▶ Work request 1
List every place name that appears in the article on foreign students below.
▶ Work request 2
From the article on foreign students below, write out everything from "In time for" down to "they are charged.", without alteration.

▶ Source passage
*** Block opens ***
Aussie borders closed, but govt making exception for foreign students
While Australia’s borders remain firmly closed to overseas visitors, the government plans to make a notable exception as it races to save its fourthbiggest export: education.
In time for the new semester, authorities are working on a plan to allow 350 international students to be flown into Canberra later this month to resume classes.
Under a trial programme that could be rolled out nationally, the universities and territory government will foot the bill for their two-week quarantine in hotels.
It’s a sign of just how reliant the country’s higher education sector has become on overseas students, who make up roughly a quarter of all enrollment — the second-highest ratio in the world after Luxembourg — and 40 per cent of student revenues due to the higher fees they are charged.
But extraordinary steps to help the A$38 billion export industry recover from the coronavirus lockdown may not be enough.
*** Block closes ***
▶ Information given
*** Block opens ***
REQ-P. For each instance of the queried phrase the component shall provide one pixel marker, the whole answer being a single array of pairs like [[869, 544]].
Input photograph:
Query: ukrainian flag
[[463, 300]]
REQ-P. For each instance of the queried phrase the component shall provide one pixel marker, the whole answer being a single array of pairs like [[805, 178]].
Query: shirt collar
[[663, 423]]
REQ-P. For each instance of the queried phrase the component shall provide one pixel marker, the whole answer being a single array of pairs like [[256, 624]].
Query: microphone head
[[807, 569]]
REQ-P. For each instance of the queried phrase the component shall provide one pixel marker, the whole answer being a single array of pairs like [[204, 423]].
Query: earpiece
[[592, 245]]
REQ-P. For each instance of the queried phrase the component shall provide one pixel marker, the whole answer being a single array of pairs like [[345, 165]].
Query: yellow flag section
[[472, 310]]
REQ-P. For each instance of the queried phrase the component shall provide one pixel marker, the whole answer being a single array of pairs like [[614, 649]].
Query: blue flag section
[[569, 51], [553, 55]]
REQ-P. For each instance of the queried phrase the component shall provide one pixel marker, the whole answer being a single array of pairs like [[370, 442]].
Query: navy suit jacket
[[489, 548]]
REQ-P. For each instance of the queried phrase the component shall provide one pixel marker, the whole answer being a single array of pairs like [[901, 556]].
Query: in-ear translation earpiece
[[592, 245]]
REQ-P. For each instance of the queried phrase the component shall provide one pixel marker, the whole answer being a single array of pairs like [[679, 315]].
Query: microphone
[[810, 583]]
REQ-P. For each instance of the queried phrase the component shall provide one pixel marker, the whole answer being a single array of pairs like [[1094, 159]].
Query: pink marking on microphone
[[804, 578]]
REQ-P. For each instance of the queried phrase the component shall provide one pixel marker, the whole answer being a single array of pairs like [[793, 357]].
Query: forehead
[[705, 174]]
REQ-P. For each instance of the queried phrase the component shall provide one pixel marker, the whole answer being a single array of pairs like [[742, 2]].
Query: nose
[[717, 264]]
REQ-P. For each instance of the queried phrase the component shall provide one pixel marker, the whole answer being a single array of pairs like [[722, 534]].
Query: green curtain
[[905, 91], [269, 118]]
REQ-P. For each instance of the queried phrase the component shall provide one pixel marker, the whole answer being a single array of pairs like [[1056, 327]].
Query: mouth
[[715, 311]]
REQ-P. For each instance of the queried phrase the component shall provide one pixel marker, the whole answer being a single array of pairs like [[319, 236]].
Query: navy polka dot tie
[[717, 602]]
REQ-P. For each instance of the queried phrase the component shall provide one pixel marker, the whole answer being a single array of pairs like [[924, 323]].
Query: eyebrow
*** Block closes ***
▶ Result 1
Australia, Canberra, Luxembourg

▶ Result 2
In time for the new semester, authorities are working on a plan to allow 350 international students to be flown into Canberra later this month to resume classes.
Under a trial programme that could be rolled out nationally, the universities and territory government will foot the bill for their two-week quarantine in hotels.
It’s a sign of just how reliant the country’s higher education sector has become on overseas students, who make up roughly a quarter of all enrollment — the second-highest ratio in the world after Luxembourg — and 40 per cent of student revenues due to the higher fees they are charged.